• Tasks to carry out:
A. From the court ruling, quote the passage between "[2] At the end" and "are those reasons.", inclusive.
B. According to the court ruling, who died in the rooming house fire?
C. Carry on the court ruling on the hearsay application from the point where it stops.

COURT FILE NO.: 8306/20
DATE: 2021-10-07
ONTARIO
SUPERIOR COURT OF JUSTICE
B E T W E E N:
HER MAJESTY THE QUEEN
K. Pritchard/M. Talbot, Counsel for the Crown
- and -
THOMAS MARTTINEN
M. Carter, Counsel for the Accused
HEARD: September 24 and 27, 2021
Varpio J.
REASONS ON HEARSAY APPLICATION
OVERVIEW
[1] Mr. Marttinen stands charged with arson and manslaughter flowing from a rooming house fire that occurred on June 17, 2019. The trial of this matter started on September 20, 2021. Mr. Pascal Houle and Ms. Kathleen Houle were scheduled to be Crown witnesses. They testified at the preliminary hearing which was held on September 28 and 29, 2020. In between the preliminary hearing and the trial, the Houles disappeared and police have not been able to locate them.
[2] At the end of the Crown’s case, the Crown sought to tender audio recordings of the Houles’ preliminary hearing evidence pursuant to the principled exception to the rule barring the admission of hearsay evidence.
[3] On September 24 and 27, I heard the application. On September 27, 2021, I granted the application with reasons to follow.
[4] These are those reasons.
FACTS
[5] This matter was set for trial on September 20, 2021. Mr. Marttinen was charged with arson and manslaughter as a result of a rooming house fire that occurred on June 17, 2019. The rooming house was located at 549 Cathcart Street in Sault Ste. Marie, Ontario. Mr. Bernie Agawa died in the fire.

[Free-text object descriptions]
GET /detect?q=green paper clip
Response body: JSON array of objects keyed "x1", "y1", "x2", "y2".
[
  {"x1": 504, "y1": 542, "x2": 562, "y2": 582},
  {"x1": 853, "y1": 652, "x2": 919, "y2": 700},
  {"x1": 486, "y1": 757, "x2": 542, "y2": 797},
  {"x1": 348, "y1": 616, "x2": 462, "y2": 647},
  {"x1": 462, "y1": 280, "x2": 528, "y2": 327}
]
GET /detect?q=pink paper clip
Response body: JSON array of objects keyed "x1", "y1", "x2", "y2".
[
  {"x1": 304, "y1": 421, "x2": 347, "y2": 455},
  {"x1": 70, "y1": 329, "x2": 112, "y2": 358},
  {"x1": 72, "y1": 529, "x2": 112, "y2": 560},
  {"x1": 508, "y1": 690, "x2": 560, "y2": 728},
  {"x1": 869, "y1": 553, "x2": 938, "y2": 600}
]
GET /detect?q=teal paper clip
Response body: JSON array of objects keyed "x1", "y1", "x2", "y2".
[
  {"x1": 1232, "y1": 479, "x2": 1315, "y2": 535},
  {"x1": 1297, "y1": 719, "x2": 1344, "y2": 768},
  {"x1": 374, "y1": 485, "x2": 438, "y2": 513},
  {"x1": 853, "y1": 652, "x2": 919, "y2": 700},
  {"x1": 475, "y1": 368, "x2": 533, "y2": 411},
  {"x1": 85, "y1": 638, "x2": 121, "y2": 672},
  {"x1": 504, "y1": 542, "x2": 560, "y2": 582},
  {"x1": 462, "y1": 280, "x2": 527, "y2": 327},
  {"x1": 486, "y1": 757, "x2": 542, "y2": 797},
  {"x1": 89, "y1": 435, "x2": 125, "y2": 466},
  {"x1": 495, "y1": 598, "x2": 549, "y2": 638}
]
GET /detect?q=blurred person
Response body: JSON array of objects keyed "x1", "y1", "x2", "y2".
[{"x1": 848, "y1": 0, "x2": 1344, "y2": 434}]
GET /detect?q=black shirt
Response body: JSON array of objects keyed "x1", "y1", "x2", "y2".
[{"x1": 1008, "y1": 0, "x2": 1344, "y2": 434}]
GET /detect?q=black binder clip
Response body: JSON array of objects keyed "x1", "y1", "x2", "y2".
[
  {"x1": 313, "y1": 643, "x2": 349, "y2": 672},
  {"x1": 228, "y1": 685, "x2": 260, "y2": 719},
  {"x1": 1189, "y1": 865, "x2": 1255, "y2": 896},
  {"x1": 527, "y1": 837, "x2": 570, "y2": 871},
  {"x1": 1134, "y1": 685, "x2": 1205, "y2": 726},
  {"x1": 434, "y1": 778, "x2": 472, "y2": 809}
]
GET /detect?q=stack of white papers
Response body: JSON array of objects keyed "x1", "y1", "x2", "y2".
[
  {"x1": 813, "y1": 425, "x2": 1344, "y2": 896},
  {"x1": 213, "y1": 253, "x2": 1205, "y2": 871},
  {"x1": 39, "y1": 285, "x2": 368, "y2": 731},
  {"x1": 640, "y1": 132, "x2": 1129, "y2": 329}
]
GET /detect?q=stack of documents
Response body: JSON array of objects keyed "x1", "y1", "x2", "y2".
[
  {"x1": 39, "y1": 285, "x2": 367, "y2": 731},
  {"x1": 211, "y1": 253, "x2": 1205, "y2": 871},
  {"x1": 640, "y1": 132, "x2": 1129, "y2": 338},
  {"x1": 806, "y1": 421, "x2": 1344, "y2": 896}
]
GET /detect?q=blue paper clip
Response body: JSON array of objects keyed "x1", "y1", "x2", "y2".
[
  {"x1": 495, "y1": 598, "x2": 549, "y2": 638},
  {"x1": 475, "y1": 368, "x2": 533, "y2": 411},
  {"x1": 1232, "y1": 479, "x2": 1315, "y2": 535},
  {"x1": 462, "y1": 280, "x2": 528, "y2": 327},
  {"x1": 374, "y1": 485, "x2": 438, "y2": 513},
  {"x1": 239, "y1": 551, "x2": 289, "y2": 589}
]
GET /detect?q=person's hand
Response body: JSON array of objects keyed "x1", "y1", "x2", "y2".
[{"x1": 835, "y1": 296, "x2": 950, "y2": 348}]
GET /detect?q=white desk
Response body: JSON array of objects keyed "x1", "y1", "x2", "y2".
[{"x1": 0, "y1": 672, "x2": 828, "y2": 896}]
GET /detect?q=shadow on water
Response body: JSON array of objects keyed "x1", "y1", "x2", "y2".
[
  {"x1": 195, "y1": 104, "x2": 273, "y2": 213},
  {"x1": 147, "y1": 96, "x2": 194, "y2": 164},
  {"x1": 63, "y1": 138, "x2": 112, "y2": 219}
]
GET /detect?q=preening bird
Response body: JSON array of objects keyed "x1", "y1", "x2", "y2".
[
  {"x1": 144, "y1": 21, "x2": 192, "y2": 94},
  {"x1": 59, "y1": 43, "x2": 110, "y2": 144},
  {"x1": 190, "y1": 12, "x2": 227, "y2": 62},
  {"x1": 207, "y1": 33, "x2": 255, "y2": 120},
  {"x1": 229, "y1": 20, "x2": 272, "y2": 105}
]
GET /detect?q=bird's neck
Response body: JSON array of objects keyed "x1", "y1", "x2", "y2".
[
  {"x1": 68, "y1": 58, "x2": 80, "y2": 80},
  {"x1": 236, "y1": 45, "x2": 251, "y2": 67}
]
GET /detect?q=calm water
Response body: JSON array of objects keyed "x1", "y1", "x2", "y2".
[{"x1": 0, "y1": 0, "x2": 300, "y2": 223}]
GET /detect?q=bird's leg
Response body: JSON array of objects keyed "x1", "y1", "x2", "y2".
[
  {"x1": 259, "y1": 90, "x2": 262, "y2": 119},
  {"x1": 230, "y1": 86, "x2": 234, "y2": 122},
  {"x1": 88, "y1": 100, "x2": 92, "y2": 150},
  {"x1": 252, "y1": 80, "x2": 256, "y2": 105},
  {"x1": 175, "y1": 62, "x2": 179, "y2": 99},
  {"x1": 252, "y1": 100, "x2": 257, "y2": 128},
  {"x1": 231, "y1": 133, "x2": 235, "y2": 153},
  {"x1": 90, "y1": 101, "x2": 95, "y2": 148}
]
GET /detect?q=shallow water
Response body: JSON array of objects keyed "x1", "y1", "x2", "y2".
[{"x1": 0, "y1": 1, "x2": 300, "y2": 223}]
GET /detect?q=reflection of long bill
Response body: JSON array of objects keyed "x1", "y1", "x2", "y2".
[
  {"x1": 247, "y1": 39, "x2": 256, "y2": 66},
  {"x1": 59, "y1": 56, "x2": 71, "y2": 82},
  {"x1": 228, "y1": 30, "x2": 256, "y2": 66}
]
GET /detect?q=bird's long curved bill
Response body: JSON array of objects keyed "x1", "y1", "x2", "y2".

• Results by task:
A.
[2] At the end of the Crown’s case, the Crown sought to tender audio recordings of the Houles’ preliminary hearing evidence pursuant to the principled exception to the rule barring the admission of hearsay evidence.
[3] On September 24 and 27, I heard the application. On September 27, 2021, I granted the application with reasons to follow.
[4] These are those reasons.

B. Mr. Bernie Agawa died in the fire.

C.
[6] Mr. Pascal and Ms. Kathleen Houle were tenants in the rooming house at the time of the fire.
The Preliminary Hearing
[7] The Houles were served with subpoenas for the preliminary hearing. The Houles were served at 1547 Trunk Road, Room 23. This address is a motel. The Houles failed to attend the preliminary hearing and warrants for their arrest were issued by the preliminary hearing judge on September 28, 2020.
[8] The Houles were arrested on September 29, 2020 pursuant to that warrant and gave testimony at the preliminary hearing that same day. They were cross-examined by defence counsel on issues that are before the court today.
[9] The Houles both testified, inter alia, that they heard Mr. Marttinen make statements prior to the fire whereby he would indicate that he would burn down the rooming house. These statements occurred, per Mr. Houle, a few days before the fire.
Mr. Houle’s Outstanding Charges
[10] On December 25, 2019, Mr. Houle was charged with mischief and assault. He was released on a promise to appear with a court date of February 3, 2020. He failed to attend on that date.
[11] In March of 2020, the COVID pandemic began. Although I have no specific evidence with respect to Mr. Houle’s appearances, matters in courts across the country were remanded from time to time to ensure that COVID concerns were met. On April 6, 2020, Mr. Houle had a court date whereupon he failed to appear. A bench summons was issued on April 13, 2021 with an attendance date of July 6, 2021. Again, Mr. Houle failed to appear on July 6, 2021. Mr. Houle’s address as described on these charges and summonses was 353 John Street in Sault Ste. Marie, Ontario.
[12] A CDSA charge was added to the jeopardy that Mr. Houle is facing.
The Subpoenas for this Trial
[13] A trial date was set for September 20, 2021. Subpoenas for the Houles were issued on August 16, 2021.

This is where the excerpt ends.